- TEXT SEGMENT:
One day, tempted by an easy buck, Susko began hunting for the works of an award-winning poet and was soon dragged into a puzzling family saga, with the usual suspects: jealous husbands, disinherited siblings, unfaithful spouses, vengeful children. Toss in a crooked detective and a couple of murders, and Susko wished he had never opened the shop that morning.

Bartulin’s narrative, though compelling, is nothing like the genre fiction of, say, Peter Temple, who tackles so exceptionally well larger issues such as police and political corruption, indigenous politics, and the overdevelopment of coastal regions. There is not much lyricism in Bartulin’s prose, either, though he is a published poet. In fact, with all the hard-boiled tough-talking (imitative of Dashiell Hammett and James M. Cain), you begin to wonder if Bartulin’s bent is more towards parody. Outside the milieux of the police force and the private detective bureau, this vernacular at times reads hilariously – Susko, in the new novel, is ‘sweating like a drycleaner at the steam press during Business Shirt Week’.

While there isn’t much self-awareness to this prose, there is something absorbing about The Black Russian, as there was, to a greater extent, to A Deadly Business. Part of this magnetism lies in the portrayal of Susko, a clueless and susceptible hero who somehow manages to be charismatic.

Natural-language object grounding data
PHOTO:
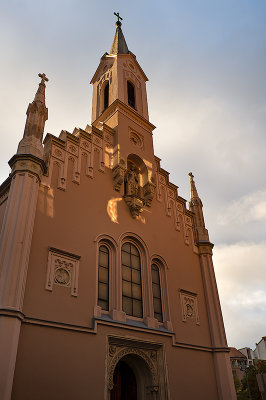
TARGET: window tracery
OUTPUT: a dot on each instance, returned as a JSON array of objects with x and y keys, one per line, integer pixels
[
  {"x": 131, "y": 95},
  {"x": 156, "y": 293},
  {"x": 103, "y": 278},
  {"x": 131, "y": 281}
]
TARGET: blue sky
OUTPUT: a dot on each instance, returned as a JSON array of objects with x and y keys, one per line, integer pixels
[{"x": 206, "y": 63}]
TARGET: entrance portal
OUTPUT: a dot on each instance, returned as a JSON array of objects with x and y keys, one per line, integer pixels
[{"x": 125, "y": 384}]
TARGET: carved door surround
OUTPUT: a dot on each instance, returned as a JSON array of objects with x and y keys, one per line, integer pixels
[{"x": 146, "y": 359}]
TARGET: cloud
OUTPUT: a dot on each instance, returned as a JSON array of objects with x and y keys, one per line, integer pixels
[
  {"x": 241, "y": 276},
  {"x": 251, "y": 207}
]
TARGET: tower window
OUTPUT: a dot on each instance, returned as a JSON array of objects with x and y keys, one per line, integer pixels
[
  {"x": 106, "y": 96},
  {"x": 103, "y": 278},
  {"x": 156, "y": 293},
  {"x": 131, "y": 95},
  {"x": 131, "y": 281}
]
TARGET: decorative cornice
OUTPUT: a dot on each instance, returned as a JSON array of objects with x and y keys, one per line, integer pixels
[
  {"x": 118, "y": 105},
  {"x": 24, "y": 158}
]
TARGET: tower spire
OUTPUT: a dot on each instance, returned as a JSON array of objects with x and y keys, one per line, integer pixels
[
  {"x": 37, "y": 114},
  {"x": 196, "y": 206},
  {"x": 119, "y": 45}
]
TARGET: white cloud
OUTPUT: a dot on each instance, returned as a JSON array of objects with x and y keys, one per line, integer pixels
[
  {"x": 251, "y": 207},
  {"x": 241, "y": 276}
]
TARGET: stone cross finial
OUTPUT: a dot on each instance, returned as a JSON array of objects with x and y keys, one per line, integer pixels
[
  {"x": 43, "y": 77},
  {"x": 118, "y": 17}
]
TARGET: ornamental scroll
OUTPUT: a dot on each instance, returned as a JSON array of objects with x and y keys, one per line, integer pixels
[
  {"x": 62, "y": 270},
  {"x": 189, "y": 306}
]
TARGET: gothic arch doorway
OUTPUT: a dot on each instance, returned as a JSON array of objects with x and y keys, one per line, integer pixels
[
  {"x": 125, "y": 383},
  {"x": 132, "y": 380}
]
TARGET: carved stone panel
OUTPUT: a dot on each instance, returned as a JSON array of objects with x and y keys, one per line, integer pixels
[
  {"x": 151, "y": 360},
  {"x": 118, "y": 174},
  {"x": 62, "y": 270},
  {"x": 189, "y": 306}
]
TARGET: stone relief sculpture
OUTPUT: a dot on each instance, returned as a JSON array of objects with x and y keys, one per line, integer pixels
[
  {"x": 132, "y": 191},
  {"x": 132, "y": 182}
]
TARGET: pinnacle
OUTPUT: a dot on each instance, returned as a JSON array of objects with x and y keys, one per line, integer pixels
[
  {"x": 119, "y": 45},
  {"x": 193, "y": 190}
]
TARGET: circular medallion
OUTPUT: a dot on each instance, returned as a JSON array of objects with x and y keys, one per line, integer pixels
[
  {"x": 189, "y": 310},
  {"x": 62, "y": 276}
]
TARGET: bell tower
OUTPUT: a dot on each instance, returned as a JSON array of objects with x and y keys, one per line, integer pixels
[
  {"x": 120, "y": 101},
  {"x": 119, "y": 76}
]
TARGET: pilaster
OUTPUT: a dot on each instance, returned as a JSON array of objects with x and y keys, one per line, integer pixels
[{"x": 224, "y": 377}]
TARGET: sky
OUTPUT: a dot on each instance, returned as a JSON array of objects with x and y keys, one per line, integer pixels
[{"x": 206, "y": 62}]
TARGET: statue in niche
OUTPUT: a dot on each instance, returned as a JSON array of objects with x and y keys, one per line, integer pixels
[{"x": 132, "y": 182}]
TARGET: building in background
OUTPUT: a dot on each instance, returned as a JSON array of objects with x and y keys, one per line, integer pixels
[
  {"x": 107, "y": 287},
  {"x": 259, "y": 353},
  {"x": 238, "y": 362},
  {"x": 260, "y": 349},
  {"x": 249, "y": 354}
]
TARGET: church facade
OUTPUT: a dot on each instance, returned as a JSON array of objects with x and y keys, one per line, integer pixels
[{"x": 107, "y": 286}]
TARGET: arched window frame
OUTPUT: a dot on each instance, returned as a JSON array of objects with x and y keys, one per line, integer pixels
[
  {"x": 144, "y": 257},
  {"x": 131, "y": 103},
  {"x": 162, "y": 266},
  {"x": 108, "y": 283},
  {"x": 102, "y": 94},
  {"x": 110, "y": 243},
  {"x": 132, "y": 282},
  {"x": 155, "y": 263}
]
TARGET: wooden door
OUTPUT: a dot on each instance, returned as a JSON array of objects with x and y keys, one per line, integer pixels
[{"x": 125, "y": 384}]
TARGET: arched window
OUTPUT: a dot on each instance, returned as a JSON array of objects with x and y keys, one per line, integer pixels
[
  {"x": 106, "y": 96},
  {"x": 156, "y": 293},
  {"x": 131, "y": 281},
  {"x": 131, "y": 95},
  {"x": 103, "y": 278}
]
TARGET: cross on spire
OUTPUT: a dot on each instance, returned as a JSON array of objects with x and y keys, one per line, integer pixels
[
  {"x": 118, "y": 17},
  {"x": 44, "y": 78}
]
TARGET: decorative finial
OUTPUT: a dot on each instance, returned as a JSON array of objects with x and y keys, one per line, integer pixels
[
  {"x": 44, "y": 78},
  {"x": 193, "y": 190},
  {"x": 118, "y": 23}
]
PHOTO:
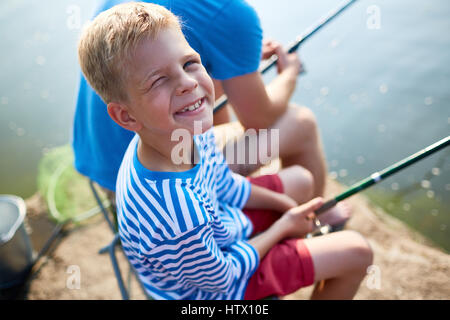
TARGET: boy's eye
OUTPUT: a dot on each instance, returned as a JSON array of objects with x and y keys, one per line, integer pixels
[
  {"x": 190, "y": 63},
  {"x": 157, "y": 81}
]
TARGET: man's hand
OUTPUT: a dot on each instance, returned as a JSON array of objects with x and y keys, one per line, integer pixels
[
  {"x": 285, "y": 60},
  {"x": 298, "y": 221}
]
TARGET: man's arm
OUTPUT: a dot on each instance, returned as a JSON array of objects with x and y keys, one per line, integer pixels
[{"x": 256, "y": 105}]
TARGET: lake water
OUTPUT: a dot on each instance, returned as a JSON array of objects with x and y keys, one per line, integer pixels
[{"x": 378, "y": 80}]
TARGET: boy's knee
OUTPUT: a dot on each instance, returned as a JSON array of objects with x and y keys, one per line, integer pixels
[{"x": 301, "y": 180}]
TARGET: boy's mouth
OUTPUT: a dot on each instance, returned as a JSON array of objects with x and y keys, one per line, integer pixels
[{"x": 191, "y": 108}]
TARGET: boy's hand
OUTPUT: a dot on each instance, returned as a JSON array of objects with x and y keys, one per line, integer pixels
[{"x": 298, "y": 221}]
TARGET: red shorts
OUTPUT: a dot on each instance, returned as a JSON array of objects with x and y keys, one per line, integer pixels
[{"x": 288, "y": 266}]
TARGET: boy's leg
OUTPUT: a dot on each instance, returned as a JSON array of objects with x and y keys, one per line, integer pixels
[{"x": 341, "y": 259}]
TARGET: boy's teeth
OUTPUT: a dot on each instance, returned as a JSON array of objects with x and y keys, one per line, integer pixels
[{"x": 193, "y": 107}]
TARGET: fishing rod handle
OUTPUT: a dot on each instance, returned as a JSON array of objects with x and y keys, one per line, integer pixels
[{"x": 326, "y": 206}]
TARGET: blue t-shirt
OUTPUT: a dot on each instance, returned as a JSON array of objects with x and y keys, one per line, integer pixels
[{"x": 228, "y": 36}]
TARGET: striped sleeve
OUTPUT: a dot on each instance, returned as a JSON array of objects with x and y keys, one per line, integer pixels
[
  {"x": 232, "y": 188},
  {"x": 194, "y": 260}
]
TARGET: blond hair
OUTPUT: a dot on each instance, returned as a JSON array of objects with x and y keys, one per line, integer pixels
[{"x": 109, "y": 41}]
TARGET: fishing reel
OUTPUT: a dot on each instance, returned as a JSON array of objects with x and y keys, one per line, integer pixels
[{"x": 320, "y": 229}]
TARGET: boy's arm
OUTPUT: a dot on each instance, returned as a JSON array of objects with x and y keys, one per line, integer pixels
[
  {"x": 295, "y": 223},
  {"x": 263, "y": 198}
]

- EXERCISES TO COMPLETE:
A - Answer these questions using the review:
(i) Whose works did Susko begin hunting for?
(ii) Which two writers does the hard-boiled tough-talking imitate?
(iii) With which earlier work is The Black Russian compared?
B - Turn the paragraph of the review beginning "Bartulin’s narrative, though compelling" into a short bulleted list that keeps its main points.

- EXPECTED OUTPUTS:
A -
(i) An award-winning poet's
(ii) Dashiell Hammett and James M. Cain
(iii) A Deadly Business

B -
- Bartulin's narrative is compelling but unlike Peter Temple's genre fiction, which handles larger issues such as police and political corruption, indigenous politics, and coastal overdevelopment exceptionally well.
- His prose has little lyricism, even though he is a published poet.
- Its hard-boiled tough-talking, imitative of Dashiell Hammett and James M. Cain, makes one wonder whether his bent is toward parody.
- Outside police and private-detective settings, this vernacular sometimes reads hilariously, as when Susko is "sweating like a drycleaner at the steam press during Business Shirt Week."